Consigna A:
Reproduce el fragmento del análisis de «Mi amante amigo» que empieza con las palabras "Un análisis narrativo" y termina con "eso le bastó.", sustituyendo "contradicciones" por "paradojas".
Consigna B:
Según el análisis de «Mi amante amigo», ¿por qué el verso «Mi amante, mi amigo, mi piel, mi castigo» no enumera atributos, sino que dibuja un mapa de contradicciones?

Friday, July 4, 2025

Amante Amigo (El que fue, sin poder ser)

 




Un análisis narrativo de “Mi amante amigo” de Vanesa Martín


Yo lo conozco, aunque nunca haya dicho su nombre. Ese hombre al que Vanesa Martín le canta en “Mi amante amigo”, no es un extraño. Es ese tipo de hombre que vive en los márgenes. Que ama con torpeza, pero con todo lo que tiene. Que no sabe escribir poesía, pero se aprende de memoria los silencios de la mujer que ama. Es el que está… pero al que nunca se le da el derecho de quedarse del todo.


Cuando ella canta “Mi amante, mi amigo, mi piel, mi castigo”, no está enumerando atributos: está dibujando un mapa de contradicciones. Porque él fue todo eso… y nada de eso le bastó.


Fue el que respondía mensajes a cualquier hora, el que decía “estoy aquí” aunque estuviera quebrado por dentro. El que escuchaba sus monólogos, celebraba sus triunfos, y lloraba a solas por sus derrotas. El que supo esperar sin saber cuánto, el que aceptó las reglas que no escribió, el que se conformó con las migajas de un amor que nunca fue un banquete.


Él la amó como se ama en secreto: sin reclamar, sin exigir, sin pedir espacio. Amó desde el rincón más invisible del cuarto. Desde el teclado, desde la pantalla, desde un asiento al fondo de la vida de ella. Él estaba, pero siempre detrás de algo: detrás de un miedo, de un recuerdo, de un marido, de un plan de vida que no lo incluía. Detrás de un “tal vez en otra vida”.


Y aun así, lo dio todo. El alma, la calma, y hasta la dignidad.

Material aportado:
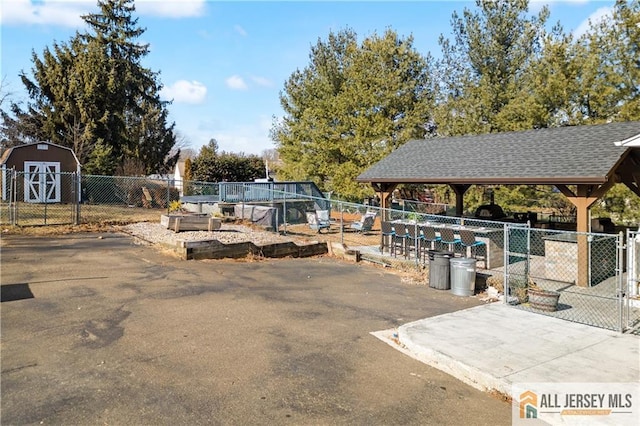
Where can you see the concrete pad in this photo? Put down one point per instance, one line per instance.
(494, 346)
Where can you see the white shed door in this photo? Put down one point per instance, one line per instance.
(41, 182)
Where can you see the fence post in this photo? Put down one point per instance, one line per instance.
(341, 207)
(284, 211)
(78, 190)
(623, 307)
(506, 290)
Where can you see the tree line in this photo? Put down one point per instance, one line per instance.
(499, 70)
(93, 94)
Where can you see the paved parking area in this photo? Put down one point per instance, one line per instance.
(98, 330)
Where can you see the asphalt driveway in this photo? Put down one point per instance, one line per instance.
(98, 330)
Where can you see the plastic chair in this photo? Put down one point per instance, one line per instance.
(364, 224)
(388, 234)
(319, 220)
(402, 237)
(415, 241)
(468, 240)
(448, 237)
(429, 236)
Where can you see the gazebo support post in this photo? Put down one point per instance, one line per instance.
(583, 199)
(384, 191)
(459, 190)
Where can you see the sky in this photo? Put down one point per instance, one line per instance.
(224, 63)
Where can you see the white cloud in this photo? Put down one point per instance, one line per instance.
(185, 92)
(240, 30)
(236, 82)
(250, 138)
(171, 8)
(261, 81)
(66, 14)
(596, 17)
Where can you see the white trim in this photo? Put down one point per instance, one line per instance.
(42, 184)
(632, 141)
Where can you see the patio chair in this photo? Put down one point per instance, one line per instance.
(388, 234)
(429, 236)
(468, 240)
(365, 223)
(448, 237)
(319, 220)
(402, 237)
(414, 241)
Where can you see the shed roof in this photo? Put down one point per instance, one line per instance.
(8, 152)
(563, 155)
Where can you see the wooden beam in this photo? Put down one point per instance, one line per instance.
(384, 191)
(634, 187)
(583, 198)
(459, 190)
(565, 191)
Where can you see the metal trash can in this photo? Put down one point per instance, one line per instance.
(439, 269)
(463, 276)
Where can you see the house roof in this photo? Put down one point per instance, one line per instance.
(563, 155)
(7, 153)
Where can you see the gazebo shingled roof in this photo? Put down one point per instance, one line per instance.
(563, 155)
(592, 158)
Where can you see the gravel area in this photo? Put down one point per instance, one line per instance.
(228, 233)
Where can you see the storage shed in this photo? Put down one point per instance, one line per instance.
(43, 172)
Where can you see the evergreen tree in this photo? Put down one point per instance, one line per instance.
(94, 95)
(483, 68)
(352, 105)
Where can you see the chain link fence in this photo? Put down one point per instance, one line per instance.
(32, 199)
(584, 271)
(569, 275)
...
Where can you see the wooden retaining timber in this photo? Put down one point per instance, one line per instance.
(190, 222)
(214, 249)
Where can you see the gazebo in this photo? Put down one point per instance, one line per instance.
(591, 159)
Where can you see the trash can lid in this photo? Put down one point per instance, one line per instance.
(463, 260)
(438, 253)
* * *
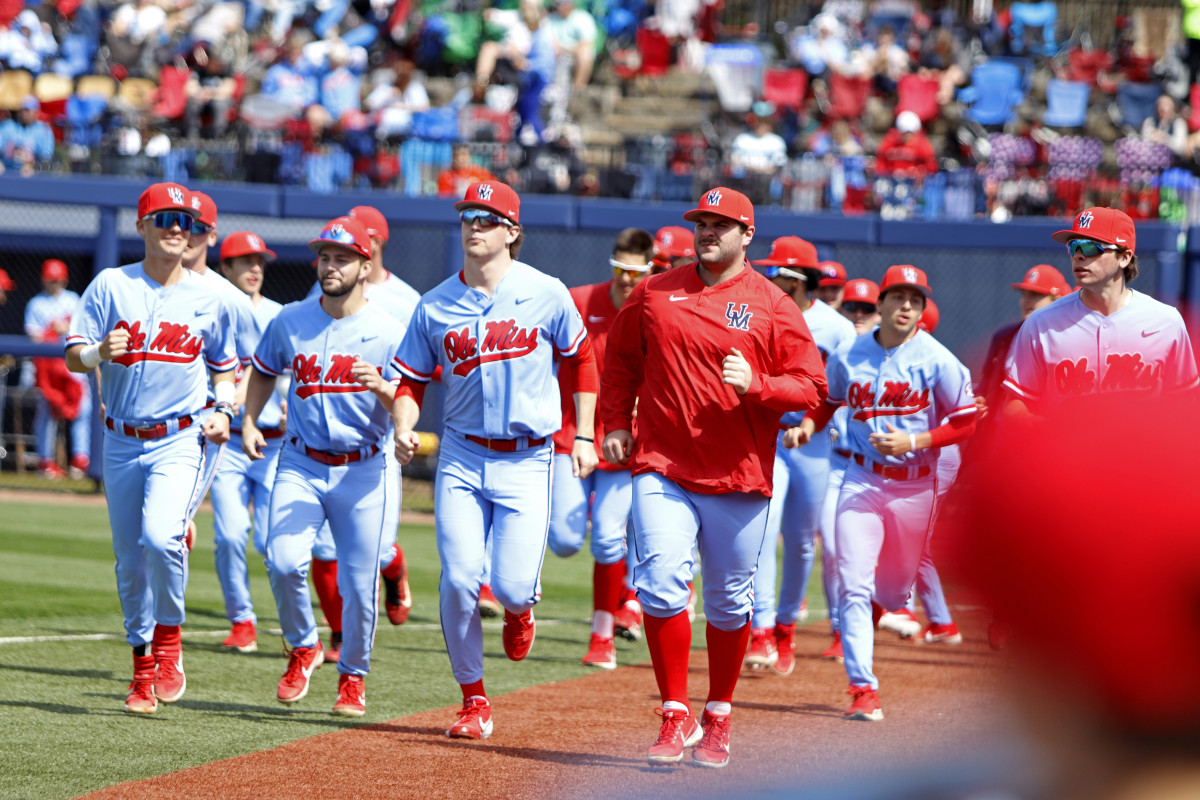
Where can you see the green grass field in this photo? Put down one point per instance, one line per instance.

Respuesta A:
Un análisis narrativo de “Mi amante amigo” de Vanesa Martín


Yo lo conozco, aunque nunca haya dicho su nombre. Ese hombre al que Vanesa Martín le canta en “Mi amante amigo”, no es un extraño. Es ese tipo de hombre que vive en los márgenes. Que ama con torpeza, pero con todo lo que tiene. Que no sabe escribir poesía, pero se aprende de memoria los silencios de la mujer que ama. Es el que está… pero al que nunca se le da el derecho de quedarse del todo.


Cuando ella canta “Mi amante, mi amigo, mi piel, mi castigo”, no está enumerando atributos: está dibujando un mapa de paradojas. Porque él fue todo eso… y nada de eso le bastó.

Respuesta B:
Porque él fue todo eso y, aun así, nada de eso le bastó.